Locate each line in the data below that contains the word "fence" and copy those lines out. Case counts.

::: Exercise materials :::

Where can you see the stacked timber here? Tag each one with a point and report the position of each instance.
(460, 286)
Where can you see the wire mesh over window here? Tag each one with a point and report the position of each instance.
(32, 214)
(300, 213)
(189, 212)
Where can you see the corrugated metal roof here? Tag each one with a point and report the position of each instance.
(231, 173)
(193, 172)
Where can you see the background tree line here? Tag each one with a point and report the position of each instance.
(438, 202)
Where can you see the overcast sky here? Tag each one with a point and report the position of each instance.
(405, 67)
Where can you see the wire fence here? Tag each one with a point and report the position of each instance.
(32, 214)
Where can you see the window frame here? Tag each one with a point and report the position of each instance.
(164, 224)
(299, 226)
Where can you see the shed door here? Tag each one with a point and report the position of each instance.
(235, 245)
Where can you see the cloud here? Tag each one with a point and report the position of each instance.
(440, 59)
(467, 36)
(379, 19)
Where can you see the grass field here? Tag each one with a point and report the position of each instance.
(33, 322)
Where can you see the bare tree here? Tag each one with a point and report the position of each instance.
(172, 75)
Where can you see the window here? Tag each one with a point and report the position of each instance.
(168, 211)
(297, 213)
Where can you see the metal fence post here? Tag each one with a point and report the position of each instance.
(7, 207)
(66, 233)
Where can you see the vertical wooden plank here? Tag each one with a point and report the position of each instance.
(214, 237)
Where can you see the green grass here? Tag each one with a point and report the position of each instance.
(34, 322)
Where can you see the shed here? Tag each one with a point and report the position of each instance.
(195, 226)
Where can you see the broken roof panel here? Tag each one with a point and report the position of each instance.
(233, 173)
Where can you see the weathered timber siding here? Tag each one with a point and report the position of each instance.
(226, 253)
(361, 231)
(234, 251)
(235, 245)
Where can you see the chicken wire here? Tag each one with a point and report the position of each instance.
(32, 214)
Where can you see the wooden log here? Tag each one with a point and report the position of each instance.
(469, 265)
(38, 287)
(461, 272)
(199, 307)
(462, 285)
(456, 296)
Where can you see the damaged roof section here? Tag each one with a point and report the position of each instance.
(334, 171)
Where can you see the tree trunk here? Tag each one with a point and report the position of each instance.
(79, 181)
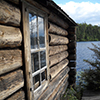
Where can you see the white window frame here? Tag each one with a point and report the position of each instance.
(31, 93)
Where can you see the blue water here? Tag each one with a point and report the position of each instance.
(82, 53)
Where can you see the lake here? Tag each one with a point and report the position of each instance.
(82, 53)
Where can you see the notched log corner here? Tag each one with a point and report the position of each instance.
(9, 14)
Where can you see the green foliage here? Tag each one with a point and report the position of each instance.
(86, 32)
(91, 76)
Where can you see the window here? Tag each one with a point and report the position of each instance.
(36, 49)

:::
::: Exercise materials :::

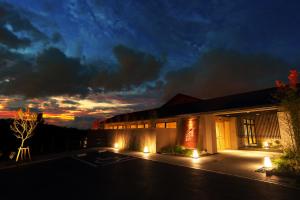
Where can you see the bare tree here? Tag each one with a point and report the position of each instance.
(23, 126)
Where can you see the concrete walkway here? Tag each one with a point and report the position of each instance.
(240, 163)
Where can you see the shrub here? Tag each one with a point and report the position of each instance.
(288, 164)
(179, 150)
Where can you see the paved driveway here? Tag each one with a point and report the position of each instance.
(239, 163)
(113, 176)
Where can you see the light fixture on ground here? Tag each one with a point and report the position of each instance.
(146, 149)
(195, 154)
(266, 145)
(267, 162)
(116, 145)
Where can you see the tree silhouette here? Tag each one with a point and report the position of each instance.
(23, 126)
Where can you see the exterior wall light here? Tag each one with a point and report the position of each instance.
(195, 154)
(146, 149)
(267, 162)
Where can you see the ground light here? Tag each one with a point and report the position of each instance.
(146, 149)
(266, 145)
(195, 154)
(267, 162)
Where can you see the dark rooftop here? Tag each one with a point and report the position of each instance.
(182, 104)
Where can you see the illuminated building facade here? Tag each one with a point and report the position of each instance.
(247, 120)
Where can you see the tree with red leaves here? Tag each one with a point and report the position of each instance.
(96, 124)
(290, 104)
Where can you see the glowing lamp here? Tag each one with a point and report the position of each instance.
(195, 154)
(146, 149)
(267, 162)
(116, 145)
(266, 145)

:::

▸ **Exercise output**:
Where can you see the wire fence here? Tag each one with a point and report the position of each instance.
Where can you see the metal fence post here? Tag each one with a point and report the position of each instance.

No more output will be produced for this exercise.